Set task — Extend the passage below on how statute law is made, picking up after its final sentence.

Page text —
There is a common saying among those familiar with statute making, that the more one knows about how statutes are made, the less he thinks of them;-it should be the less he thinks of the statute makers. There is no more delicate function of government than making statute law, and it is fair to say none is so carelessly performed or performed by persons so illy prepared for the work. Many expedients have been resorted to to secure greater accuracy and harmony in the enactments of the legislature, such as Boards of Revision, etc., but with little beneficial effect. It was thought a great corrective was found in the constitutional clause "no law shall be revived or amended by reference to its title only, but the law revived or section amended shall be inserted at length in the new act;" and it must be admitted that it has brought about a considerable reform in the making of a numerous class of amendments, but it leaves a more troublesome class unrestricted-amendments by implication. It is no doubt a wise construction of this clause which confines its operation to such acts as assume in terms to alter or amend a given section; for, as is said by our Supreme Court in The People v. Wright, 70 Ill., 388, "It cannot be held that this clause of the Constitution embraces every enactment which in any degree, however remotely it may be, effects the prior law on a given subject, for to so hold would be to bring about an evil far greater than the one sought to be obviated by the clause."

(Coordinate-labeling data)
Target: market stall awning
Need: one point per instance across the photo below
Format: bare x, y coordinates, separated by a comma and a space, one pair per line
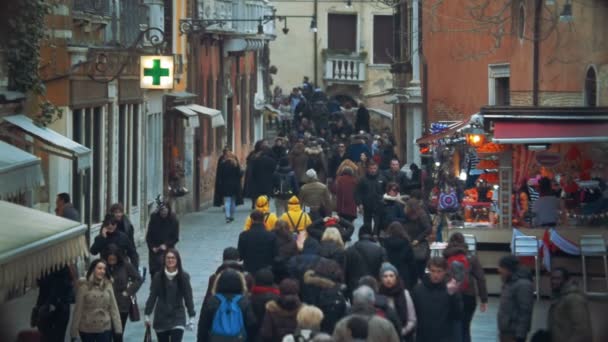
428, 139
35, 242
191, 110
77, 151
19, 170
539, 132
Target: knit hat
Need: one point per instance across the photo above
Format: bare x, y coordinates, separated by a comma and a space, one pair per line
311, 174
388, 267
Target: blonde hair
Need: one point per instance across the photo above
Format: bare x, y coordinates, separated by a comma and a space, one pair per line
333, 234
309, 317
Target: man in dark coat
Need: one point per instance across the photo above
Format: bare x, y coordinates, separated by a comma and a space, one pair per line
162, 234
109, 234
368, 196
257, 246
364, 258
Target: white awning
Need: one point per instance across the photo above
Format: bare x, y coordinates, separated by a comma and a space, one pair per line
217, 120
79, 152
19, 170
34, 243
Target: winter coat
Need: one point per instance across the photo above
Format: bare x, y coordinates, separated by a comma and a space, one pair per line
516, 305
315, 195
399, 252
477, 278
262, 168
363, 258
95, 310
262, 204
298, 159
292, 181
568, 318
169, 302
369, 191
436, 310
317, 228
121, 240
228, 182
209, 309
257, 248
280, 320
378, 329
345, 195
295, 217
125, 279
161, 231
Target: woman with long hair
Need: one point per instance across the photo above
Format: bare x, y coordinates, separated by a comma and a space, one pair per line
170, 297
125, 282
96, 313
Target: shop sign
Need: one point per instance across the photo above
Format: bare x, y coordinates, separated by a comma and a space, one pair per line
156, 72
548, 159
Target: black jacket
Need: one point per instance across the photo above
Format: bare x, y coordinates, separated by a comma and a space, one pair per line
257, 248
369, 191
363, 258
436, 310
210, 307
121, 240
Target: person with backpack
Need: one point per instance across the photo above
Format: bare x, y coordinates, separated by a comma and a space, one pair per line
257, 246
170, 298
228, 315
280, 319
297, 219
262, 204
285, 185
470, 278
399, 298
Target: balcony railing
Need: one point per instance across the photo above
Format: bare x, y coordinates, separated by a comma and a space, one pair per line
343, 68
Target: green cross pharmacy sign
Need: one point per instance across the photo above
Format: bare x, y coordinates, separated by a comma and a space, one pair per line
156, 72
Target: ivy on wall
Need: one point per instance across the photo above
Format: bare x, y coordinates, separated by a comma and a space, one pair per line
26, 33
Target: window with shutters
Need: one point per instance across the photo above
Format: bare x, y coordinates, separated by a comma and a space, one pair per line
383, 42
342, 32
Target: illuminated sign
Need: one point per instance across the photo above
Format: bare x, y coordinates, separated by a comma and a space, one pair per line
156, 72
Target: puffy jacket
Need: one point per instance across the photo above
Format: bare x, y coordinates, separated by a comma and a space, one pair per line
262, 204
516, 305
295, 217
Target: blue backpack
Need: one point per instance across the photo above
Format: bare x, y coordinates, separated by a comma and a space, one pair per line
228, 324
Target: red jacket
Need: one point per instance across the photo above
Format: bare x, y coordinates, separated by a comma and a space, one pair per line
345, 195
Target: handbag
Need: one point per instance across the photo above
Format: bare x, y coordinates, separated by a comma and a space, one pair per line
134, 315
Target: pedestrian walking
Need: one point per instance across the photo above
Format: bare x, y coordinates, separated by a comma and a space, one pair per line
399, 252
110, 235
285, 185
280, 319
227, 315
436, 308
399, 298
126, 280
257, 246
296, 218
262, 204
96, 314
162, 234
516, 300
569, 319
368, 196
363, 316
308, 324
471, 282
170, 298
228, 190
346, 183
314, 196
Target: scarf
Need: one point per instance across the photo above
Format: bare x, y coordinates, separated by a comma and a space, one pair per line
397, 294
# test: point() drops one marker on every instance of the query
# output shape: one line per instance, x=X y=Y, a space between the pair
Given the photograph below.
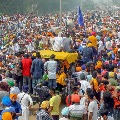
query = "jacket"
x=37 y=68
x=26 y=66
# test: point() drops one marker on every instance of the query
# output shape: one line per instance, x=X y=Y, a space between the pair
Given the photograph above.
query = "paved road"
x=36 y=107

* * *

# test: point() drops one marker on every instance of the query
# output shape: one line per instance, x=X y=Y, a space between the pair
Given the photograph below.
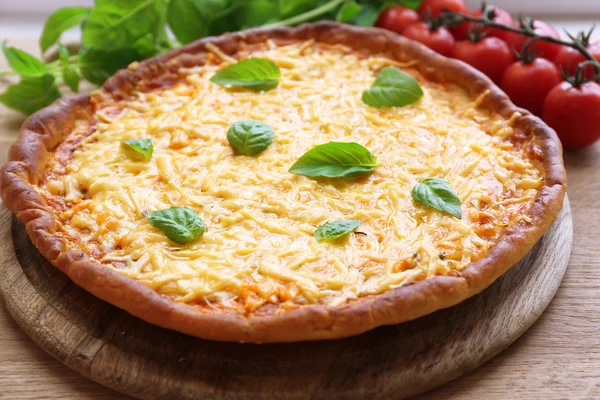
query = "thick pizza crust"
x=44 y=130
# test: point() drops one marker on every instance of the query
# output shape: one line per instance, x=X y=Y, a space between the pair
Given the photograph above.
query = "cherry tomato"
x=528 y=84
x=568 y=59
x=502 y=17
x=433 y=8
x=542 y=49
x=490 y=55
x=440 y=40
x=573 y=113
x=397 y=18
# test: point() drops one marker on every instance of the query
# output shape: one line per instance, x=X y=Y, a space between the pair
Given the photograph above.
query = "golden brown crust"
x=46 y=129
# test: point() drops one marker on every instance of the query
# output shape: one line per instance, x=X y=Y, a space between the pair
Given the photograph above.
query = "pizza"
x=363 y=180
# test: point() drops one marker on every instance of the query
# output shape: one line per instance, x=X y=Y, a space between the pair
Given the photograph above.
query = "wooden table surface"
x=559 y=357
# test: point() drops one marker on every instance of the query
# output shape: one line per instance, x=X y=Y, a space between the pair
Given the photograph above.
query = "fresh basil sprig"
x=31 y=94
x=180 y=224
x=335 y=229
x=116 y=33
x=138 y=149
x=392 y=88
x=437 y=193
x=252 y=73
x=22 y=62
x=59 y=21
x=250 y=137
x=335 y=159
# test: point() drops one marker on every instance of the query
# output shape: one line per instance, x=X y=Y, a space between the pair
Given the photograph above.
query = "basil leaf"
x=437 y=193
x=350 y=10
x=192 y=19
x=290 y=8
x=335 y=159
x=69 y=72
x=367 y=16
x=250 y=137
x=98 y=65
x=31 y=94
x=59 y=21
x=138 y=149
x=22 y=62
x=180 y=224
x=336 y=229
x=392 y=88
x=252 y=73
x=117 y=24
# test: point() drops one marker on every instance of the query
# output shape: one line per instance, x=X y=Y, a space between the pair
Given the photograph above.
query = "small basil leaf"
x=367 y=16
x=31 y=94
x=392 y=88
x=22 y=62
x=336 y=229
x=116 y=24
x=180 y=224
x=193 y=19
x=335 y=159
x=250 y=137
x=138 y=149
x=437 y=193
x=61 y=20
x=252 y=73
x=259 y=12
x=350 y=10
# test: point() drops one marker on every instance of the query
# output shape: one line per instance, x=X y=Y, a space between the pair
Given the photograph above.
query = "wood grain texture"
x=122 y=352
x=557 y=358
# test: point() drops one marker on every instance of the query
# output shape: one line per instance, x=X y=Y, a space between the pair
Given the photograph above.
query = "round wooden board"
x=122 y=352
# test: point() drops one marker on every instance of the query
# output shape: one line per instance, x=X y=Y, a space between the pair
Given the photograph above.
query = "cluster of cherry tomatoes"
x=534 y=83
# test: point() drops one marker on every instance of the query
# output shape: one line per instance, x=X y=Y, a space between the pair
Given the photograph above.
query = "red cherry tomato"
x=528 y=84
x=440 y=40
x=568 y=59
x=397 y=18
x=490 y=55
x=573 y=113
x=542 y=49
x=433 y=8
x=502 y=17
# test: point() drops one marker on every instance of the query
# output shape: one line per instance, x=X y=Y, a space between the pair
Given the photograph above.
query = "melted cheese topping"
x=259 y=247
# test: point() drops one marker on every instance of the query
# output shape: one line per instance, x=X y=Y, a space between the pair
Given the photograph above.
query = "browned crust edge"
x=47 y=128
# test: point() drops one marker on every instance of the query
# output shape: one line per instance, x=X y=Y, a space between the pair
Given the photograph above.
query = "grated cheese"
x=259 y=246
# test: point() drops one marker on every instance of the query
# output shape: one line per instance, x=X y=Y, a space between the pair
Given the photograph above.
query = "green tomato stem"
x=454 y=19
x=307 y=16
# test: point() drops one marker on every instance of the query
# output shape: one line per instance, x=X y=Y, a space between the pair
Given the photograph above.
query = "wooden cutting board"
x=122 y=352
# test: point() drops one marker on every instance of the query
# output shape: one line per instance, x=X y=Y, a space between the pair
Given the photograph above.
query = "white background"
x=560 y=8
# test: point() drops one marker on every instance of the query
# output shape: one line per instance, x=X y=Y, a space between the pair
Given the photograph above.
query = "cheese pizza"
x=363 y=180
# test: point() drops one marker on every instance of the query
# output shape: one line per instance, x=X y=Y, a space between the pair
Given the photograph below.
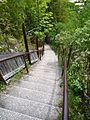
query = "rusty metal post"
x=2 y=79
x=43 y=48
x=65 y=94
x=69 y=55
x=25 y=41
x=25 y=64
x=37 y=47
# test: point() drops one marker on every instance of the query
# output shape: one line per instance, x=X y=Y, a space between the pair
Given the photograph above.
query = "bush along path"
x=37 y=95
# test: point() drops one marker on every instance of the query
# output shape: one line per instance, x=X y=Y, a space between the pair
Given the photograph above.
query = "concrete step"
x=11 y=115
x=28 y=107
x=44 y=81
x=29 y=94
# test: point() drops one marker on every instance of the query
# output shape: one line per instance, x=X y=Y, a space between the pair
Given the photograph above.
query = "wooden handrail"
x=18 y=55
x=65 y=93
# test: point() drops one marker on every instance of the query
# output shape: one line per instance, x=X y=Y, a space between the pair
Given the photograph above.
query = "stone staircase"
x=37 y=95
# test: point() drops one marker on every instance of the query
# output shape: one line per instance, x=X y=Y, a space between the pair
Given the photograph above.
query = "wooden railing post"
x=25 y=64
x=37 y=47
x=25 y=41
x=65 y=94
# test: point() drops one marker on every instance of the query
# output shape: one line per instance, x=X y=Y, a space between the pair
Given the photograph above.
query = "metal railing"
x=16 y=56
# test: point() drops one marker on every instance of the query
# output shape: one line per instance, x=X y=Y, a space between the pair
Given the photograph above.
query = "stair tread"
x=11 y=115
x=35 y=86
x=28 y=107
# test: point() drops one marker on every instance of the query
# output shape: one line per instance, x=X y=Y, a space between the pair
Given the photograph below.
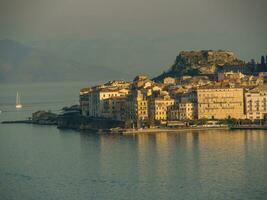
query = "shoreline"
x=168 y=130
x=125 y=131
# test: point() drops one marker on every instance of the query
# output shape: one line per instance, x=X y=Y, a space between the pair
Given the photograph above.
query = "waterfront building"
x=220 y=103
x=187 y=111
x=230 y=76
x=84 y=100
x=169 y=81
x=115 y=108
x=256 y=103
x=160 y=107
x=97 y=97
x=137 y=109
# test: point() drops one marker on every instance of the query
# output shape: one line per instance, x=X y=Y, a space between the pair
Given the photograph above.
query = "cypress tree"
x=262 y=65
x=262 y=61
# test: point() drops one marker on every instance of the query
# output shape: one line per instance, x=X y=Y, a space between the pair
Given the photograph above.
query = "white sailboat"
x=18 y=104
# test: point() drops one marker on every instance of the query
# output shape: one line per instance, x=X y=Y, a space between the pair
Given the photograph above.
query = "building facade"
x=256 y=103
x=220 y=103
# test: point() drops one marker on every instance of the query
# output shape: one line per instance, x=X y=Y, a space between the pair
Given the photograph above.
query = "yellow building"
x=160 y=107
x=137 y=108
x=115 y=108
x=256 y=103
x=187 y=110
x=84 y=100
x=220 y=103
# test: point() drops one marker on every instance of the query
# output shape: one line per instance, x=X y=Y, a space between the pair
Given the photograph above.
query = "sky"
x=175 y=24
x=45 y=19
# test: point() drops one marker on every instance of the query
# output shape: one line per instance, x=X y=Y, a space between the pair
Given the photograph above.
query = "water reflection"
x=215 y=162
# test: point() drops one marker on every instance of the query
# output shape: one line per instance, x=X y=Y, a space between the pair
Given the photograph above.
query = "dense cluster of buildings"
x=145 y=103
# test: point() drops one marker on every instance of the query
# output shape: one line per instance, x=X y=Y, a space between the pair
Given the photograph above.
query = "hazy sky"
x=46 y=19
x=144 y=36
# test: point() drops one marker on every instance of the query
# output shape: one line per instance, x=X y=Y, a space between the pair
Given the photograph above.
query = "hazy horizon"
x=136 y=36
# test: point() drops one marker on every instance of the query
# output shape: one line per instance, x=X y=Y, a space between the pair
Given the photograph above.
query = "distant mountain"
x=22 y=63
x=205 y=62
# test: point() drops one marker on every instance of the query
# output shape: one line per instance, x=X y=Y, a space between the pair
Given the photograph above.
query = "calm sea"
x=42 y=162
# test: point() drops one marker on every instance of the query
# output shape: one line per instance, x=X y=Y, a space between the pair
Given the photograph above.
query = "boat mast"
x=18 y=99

Response to this exercise —
There are, however, some examples in the enactments of our legislature that go far to show that this construction opens

a wide door to evasion of the true spirit of the clause. It nearly breaks down its restraining force and throws us back upon a very slender reliance-the conscience and care of the legislator. A single instance (and I might cite many) will suffice to illustrate this point. The act of March 26, 1872, with reference to changing the name, place of business, increasing or decreasing the number of directors of corporations, etc., allows these changes to be made on a vote of two thirds of all the stock of the corporation at a meeting called by the directors. Some difficulty sprang up in a corporation that happened to have an even number of directors, upon which the directors were evenly divided. One of the parties controlled a majority of the stock but not two thirds. This party conceived the idea that if they could add one or more to the number of directors, they might elect the new members and thus secure control of the board, but as the statute stood they could not come within its terms; so it was desirable that the statute should be amended. The desired amendment could have been made by the insertion of the words "or a majority of the stockholders" in one section, and the change of the word "two thirds" to "majority" in two other sections. The straightforward way and the one the constitution makers no doubt intended and public policy demanded, was to have proceeded directly to the amendment of those sections in this way, that is, by a bill professedly for that purpose and in which the sections amended would have been "inserted at length in the new act." This course would have drawn upon the bill for that purpose the attention of the public that is supposed to be interested in every change proposed to be made in a general law, as well as that of the particular individuals whose rights were intended to be affected. The course taken was to get an independent act passed; one that although its only purpose was to effect these changes in the existing law, made no reference to it whatever either in its title or in its text.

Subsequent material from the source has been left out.